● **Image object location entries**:

_ _ _ _

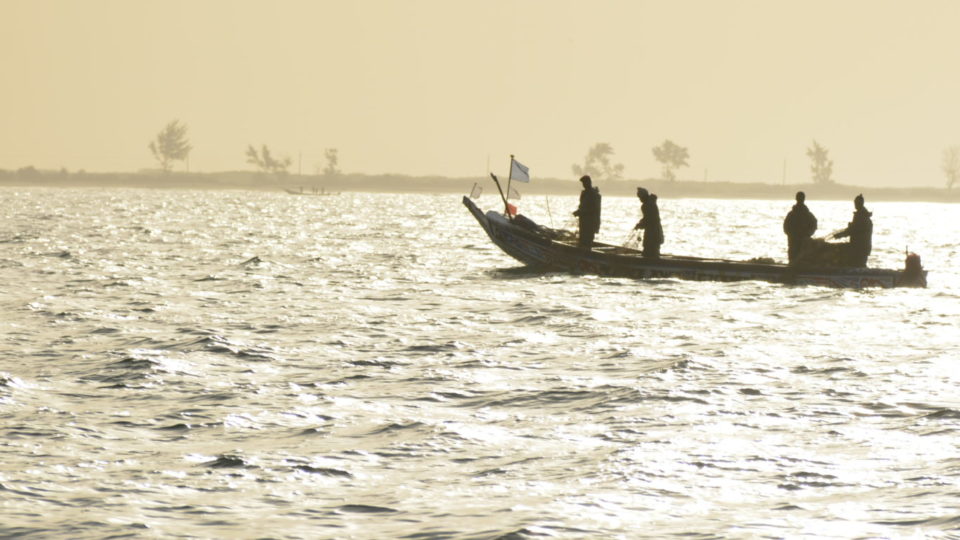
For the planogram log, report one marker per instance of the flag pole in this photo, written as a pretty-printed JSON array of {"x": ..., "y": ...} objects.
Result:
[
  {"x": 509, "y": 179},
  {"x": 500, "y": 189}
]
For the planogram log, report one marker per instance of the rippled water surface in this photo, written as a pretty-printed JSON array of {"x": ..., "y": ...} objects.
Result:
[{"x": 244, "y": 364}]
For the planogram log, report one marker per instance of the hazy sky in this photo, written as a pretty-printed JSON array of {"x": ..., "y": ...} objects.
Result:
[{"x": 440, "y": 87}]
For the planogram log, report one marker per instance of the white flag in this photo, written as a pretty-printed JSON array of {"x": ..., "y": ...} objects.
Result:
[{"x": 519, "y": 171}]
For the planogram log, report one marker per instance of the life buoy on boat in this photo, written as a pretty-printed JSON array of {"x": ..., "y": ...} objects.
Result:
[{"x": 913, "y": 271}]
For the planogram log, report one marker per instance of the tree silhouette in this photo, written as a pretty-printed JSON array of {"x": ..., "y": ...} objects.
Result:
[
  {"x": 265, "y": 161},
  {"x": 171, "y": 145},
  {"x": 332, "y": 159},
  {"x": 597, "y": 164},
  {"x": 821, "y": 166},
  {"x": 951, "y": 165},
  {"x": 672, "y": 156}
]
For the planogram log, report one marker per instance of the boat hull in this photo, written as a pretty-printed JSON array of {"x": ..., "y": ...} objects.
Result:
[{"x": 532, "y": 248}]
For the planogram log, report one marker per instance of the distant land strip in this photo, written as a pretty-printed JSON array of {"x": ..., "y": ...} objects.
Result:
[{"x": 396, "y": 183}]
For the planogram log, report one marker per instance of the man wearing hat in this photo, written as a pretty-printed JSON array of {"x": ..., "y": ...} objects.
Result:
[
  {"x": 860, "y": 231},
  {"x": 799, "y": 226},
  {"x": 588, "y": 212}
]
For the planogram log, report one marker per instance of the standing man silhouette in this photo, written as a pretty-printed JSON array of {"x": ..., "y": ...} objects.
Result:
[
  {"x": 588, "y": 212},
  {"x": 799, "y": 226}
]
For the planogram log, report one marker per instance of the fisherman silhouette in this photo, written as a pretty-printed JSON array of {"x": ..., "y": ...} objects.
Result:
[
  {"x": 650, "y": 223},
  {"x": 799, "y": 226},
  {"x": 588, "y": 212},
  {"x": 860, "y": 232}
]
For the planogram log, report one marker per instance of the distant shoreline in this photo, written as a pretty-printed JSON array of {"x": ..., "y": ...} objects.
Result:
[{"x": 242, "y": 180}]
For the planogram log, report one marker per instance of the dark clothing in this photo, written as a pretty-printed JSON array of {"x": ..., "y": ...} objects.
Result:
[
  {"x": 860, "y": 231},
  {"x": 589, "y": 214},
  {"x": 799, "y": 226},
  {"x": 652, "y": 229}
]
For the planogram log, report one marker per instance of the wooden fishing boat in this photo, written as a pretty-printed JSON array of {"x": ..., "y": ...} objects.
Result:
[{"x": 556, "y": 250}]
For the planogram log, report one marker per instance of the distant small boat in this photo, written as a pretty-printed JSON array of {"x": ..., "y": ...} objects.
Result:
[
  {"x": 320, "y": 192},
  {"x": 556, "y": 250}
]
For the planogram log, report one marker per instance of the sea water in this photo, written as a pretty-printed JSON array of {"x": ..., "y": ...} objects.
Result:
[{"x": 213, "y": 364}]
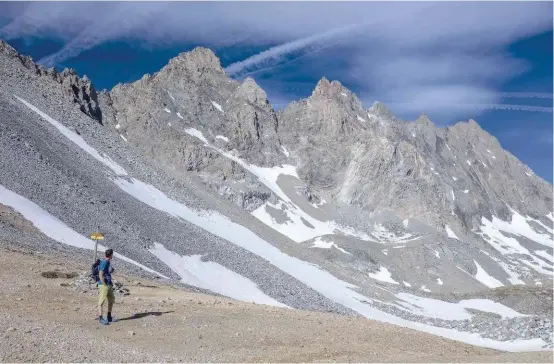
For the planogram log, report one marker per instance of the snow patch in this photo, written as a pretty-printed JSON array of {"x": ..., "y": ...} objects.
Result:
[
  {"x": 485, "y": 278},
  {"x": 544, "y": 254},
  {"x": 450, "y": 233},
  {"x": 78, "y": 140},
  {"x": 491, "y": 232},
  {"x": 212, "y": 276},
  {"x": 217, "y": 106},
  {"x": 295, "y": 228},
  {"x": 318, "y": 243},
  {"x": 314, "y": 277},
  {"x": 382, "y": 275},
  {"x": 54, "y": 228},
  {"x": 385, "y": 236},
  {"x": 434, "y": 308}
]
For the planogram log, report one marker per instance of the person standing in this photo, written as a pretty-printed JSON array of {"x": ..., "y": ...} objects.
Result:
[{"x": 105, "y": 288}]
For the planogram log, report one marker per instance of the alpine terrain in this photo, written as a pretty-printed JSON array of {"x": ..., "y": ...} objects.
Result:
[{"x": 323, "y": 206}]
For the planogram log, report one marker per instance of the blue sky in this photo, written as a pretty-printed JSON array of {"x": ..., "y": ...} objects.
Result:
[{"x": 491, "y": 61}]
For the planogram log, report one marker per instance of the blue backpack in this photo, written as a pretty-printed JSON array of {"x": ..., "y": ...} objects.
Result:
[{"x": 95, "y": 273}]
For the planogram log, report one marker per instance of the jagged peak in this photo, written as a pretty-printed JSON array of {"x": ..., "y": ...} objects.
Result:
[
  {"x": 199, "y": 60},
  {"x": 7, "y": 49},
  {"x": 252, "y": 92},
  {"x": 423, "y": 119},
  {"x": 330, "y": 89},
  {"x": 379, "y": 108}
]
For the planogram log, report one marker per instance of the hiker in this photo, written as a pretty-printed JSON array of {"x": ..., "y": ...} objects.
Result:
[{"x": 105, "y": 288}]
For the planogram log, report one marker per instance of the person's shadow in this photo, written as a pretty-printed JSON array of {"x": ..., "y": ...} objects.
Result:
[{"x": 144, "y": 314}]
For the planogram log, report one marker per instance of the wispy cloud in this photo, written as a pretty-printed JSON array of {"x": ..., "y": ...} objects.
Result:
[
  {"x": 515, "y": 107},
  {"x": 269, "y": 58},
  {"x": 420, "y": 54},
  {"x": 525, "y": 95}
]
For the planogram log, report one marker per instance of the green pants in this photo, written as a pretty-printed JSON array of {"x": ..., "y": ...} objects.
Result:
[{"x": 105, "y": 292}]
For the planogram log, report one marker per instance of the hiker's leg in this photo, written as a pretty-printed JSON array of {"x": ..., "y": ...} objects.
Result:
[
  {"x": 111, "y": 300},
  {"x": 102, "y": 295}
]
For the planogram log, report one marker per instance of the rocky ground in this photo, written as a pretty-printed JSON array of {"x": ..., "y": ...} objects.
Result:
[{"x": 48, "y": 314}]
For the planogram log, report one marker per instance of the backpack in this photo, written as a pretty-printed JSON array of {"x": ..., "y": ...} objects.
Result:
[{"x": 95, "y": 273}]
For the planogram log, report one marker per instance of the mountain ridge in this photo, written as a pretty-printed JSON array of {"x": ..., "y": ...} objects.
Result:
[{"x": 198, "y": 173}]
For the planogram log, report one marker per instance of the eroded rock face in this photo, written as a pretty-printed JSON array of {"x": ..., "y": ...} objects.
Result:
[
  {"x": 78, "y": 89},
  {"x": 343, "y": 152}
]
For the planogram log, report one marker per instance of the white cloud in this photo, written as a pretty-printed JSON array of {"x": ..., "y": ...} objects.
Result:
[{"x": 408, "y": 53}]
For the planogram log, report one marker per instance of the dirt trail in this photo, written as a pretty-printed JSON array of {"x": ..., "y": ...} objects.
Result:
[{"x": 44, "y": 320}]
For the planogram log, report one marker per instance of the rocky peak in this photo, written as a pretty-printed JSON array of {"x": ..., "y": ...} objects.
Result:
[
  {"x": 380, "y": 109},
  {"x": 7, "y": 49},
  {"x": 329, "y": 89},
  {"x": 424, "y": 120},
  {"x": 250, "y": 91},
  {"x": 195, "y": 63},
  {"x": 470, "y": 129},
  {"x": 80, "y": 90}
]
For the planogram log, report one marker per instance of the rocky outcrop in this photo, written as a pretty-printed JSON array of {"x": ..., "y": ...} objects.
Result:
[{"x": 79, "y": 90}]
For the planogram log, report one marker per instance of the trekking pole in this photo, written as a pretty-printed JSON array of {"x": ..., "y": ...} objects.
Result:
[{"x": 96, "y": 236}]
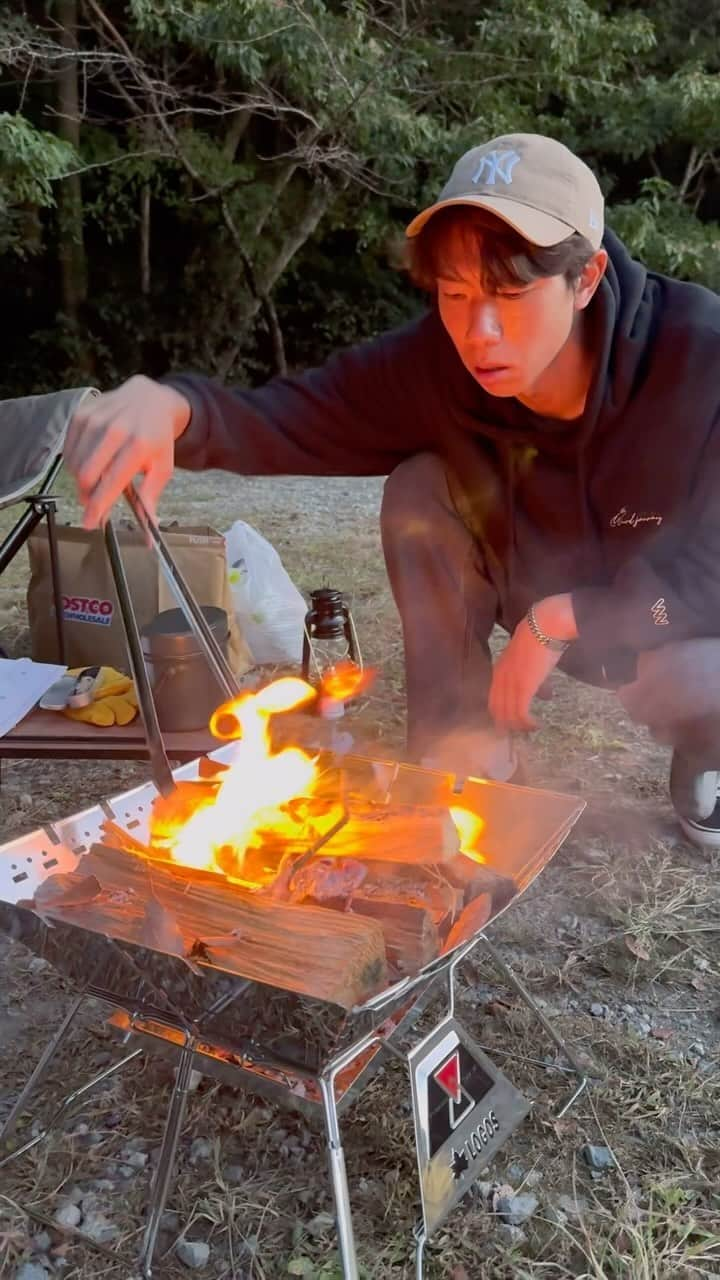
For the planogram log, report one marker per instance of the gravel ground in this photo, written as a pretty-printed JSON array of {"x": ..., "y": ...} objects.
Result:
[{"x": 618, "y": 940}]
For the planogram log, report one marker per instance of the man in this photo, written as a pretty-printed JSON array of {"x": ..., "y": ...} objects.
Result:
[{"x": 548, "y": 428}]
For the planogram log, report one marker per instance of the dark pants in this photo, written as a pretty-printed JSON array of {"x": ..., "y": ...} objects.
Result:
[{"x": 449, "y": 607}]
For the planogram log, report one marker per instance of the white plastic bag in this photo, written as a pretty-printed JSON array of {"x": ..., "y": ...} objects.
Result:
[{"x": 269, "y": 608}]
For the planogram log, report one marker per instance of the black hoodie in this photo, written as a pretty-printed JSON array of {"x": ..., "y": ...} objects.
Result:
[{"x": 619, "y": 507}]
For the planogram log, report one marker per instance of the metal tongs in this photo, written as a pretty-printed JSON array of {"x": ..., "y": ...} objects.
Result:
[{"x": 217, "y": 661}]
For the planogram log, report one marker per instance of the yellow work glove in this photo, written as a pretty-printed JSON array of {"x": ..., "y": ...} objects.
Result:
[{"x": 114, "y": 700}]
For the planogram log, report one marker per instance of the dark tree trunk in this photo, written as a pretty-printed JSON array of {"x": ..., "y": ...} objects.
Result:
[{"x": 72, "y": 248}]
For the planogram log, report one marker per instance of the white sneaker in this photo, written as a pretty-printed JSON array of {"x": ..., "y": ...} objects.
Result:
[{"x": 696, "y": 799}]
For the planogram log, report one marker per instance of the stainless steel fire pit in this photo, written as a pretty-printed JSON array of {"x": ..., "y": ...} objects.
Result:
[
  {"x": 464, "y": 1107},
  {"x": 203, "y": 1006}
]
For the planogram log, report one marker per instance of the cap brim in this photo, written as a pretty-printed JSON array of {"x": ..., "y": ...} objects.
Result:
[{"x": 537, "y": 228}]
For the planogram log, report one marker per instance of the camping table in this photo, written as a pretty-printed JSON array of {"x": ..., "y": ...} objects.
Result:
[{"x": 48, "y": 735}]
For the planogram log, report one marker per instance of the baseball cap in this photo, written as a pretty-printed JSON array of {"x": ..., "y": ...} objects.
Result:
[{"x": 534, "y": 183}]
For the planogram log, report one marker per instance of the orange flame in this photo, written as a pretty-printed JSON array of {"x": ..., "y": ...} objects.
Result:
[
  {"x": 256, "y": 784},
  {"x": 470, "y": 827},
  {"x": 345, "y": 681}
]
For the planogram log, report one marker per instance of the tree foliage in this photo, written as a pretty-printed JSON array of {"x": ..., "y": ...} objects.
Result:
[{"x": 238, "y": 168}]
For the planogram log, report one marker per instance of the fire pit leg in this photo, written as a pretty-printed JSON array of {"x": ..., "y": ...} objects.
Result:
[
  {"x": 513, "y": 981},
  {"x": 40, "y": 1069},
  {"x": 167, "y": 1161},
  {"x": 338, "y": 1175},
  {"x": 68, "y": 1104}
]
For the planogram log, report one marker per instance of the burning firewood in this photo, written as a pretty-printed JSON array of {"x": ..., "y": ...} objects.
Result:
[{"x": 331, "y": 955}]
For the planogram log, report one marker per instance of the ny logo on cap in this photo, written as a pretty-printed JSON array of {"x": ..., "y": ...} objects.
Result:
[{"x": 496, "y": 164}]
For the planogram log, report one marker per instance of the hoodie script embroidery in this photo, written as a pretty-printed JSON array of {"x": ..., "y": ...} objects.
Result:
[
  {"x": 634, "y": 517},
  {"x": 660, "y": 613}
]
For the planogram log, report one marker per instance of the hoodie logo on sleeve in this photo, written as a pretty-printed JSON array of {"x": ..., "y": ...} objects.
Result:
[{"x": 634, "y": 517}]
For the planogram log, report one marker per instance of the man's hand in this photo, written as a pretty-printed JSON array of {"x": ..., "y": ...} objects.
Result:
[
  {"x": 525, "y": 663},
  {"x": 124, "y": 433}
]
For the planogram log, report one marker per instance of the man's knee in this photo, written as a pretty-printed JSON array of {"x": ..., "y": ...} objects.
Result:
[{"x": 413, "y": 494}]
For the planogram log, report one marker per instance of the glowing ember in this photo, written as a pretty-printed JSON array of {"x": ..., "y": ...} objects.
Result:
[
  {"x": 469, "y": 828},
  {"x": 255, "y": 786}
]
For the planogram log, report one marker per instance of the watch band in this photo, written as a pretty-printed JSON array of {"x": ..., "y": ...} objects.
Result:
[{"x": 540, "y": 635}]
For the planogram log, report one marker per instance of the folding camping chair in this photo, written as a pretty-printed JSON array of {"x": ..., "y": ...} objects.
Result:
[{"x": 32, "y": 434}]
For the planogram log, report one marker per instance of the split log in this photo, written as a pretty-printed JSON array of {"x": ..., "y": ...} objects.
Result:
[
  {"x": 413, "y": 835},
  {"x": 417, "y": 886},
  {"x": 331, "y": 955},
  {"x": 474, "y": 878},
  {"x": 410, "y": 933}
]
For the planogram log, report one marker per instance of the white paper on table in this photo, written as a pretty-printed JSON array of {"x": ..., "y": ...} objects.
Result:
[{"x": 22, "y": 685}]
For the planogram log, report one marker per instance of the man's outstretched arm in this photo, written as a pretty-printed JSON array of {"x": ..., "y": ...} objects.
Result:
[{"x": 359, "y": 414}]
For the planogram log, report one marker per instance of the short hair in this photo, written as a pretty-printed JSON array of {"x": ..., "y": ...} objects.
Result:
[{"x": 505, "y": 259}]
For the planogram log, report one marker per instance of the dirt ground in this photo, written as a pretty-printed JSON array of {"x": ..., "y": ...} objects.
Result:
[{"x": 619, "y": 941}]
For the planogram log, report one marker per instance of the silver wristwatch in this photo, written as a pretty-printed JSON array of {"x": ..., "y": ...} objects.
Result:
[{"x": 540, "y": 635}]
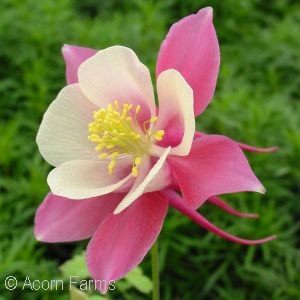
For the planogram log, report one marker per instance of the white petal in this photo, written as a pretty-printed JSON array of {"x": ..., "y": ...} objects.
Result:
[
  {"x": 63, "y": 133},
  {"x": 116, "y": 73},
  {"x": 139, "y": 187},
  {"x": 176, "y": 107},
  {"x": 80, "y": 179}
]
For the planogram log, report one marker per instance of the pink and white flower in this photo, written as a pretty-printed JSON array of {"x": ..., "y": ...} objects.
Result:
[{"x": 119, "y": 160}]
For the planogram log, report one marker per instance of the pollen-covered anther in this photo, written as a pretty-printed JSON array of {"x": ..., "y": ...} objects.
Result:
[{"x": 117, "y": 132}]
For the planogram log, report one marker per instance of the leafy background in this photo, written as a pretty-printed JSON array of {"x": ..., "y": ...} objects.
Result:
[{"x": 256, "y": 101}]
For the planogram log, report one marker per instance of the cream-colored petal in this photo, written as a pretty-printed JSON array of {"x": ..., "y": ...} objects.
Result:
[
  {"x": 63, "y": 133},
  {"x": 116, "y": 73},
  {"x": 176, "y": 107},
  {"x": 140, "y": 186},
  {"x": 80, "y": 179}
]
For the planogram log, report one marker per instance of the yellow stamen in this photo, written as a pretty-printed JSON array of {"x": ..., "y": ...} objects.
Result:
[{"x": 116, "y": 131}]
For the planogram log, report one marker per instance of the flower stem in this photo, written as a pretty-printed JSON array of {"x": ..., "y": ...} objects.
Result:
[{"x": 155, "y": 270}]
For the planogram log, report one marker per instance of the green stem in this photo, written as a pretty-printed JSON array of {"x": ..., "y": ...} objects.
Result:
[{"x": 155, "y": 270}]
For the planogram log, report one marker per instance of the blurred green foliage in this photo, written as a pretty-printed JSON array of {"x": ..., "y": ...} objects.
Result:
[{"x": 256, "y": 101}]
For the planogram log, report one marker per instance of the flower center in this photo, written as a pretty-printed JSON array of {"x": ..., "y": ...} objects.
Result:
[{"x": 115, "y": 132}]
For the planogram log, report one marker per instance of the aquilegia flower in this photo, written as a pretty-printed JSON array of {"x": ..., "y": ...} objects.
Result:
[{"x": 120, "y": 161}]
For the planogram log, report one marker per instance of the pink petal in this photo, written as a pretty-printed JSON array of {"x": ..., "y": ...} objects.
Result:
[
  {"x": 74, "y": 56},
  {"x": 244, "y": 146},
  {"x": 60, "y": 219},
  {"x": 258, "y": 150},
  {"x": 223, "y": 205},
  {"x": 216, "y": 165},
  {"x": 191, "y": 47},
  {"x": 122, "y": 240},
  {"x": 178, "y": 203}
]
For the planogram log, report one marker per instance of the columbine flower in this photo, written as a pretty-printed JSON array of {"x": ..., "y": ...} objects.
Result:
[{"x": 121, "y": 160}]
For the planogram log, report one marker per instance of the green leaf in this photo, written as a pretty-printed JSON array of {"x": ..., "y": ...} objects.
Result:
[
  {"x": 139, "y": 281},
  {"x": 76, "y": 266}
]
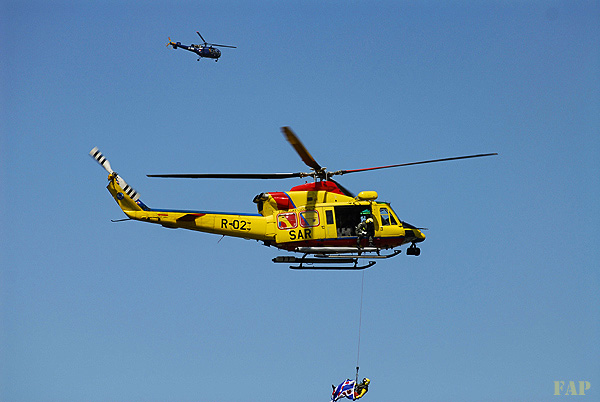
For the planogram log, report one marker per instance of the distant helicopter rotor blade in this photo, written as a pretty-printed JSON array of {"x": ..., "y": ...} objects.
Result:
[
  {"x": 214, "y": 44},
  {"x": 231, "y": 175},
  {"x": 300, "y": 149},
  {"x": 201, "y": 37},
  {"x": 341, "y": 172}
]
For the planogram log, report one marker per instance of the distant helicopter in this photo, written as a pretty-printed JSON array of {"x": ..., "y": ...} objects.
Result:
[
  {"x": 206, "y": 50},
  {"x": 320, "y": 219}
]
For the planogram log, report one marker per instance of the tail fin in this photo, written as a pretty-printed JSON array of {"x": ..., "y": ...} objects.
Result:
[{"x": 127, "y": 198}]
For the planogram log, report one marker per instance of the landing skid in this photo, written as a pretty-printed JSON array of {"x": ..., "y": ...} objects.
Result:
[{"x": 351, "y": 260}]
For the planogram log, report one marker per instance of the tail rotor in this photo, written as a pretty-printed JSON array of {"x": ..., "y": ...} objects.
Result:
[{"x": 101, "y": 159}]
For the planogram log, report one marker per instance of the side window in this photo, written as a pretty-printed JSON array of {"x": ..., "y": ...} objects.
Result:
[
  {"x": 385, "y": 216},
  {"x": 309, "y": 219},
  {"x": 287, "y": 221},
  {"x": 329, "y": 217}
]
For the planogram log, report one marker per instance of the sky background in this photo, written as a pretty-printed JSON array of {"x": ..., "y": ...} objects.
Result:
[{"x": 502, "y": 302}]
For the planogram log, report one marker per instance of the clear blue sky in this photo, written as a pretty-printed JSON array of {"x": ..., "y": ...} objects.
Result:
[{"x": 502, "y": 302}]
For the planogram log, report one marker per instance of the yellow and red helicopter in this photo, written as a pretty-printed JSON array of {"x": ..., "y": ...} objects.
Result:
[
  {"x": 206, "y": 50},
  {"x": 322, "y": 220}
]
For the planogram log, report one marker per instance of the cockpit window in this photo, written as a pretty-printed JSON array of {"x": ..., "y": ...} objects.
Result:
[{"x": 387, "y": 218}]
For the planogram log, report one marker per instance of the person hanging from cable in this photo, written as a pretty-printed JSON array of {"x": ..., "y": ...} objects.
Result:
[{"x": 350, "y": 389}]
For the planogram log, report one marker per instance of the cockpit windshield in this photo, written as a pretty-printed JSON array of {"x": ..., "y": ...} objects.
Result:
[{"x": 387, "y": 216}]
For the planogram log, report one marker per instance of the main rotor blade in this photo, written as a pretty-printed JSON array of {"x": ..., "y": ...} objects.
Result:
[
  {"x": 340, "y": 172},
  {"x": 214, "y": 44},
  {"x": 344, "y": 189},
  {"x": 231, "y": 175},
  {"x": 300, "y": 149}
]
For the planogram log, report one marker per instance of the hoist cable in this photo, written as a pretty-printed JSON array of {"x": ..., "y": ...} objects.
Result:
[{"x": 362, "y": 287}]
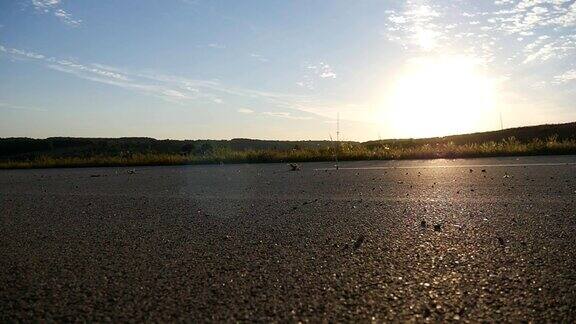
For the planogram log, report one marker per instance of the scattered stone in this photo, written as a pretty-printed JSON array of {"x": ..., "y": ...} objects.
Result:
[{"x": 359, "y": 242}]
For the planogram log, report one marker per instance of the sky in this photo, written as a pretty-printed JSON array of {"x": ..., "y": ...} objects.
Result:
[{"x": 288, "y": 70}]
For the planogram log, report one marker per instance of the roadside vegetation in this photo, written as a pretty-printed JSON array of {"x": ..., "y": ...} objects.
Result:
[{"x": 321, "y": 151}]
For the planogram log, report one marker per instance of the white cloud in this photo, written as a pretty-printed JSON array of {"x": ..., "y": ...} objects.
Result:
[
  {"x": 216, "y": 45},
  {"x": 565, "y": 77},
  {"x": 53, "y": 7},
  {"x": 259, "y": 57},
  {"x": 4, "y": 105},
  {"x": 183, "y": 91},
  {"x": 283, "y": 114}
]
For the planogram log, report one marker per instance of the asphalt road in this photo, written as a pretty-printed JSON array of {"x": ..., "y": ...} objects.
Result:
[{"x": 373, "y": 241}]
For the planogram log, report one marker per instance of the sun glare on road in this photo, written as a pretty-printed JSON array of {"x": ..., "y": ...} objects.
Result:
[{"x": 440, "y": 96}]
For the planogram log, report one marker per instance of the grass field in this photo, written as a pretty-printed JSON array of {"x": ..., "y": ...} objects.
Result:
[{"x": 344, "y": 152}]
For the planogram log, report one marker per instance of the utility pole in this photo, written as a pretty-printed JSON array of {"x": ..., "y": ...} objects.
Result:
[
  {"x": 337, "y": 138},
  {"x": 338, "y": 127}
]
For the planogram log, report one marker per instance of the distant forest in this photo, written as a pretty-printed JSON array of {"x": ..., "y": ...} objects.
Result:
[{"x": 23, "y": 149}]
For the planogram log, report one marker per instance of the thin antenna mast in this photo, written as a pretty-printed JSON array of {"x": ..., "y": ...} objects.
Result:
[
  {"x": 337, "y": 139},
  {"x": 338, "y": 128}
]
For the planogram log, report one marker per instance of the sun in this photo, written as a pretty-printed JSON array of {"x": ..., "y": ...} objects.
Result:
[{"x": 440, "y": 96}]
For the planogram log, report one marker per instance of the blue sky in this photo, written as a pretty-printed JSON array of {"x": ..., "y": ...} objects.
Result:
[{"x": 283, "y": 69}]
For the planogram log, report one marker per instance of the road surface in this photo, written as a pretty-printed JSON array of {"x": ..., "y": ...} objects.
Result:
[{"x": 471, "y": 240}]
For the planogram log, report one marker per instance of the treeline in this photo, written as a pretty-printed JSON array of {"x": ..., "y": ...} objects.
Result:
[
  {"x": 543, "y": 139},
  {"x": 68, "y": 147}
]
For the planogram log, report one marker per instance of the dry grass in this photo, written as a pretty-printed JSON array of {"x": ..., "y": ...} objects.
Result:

_ _ _ _

● **TASK REQUIREMENTS**: Copy out exactly the lines between the line with "the road surface" and the last line of the entries, counting both of those lines.

● **TASK RESULT**:
For the planogram log, report one marker per instance of the road surface in this photo, written as a pretty-printed JSON array of {"x": ..., "y": ...} objects.
Result:
[{"x": 471, "y": 240}]
For the planogram log, report one marker per instance of the treeline in this photo, written as a pretty-printed JSON array of {"x": ..., "y": ...} objects.
Result:
[
  {"x": 543, "y": 139},
  {"x": 68, "y": 147}
]
For the planogram log, report one marker per instance of the dry grass in this photo, written as a pretty-printed JSON array of {"x": ..., "y": ...} objects.
Result:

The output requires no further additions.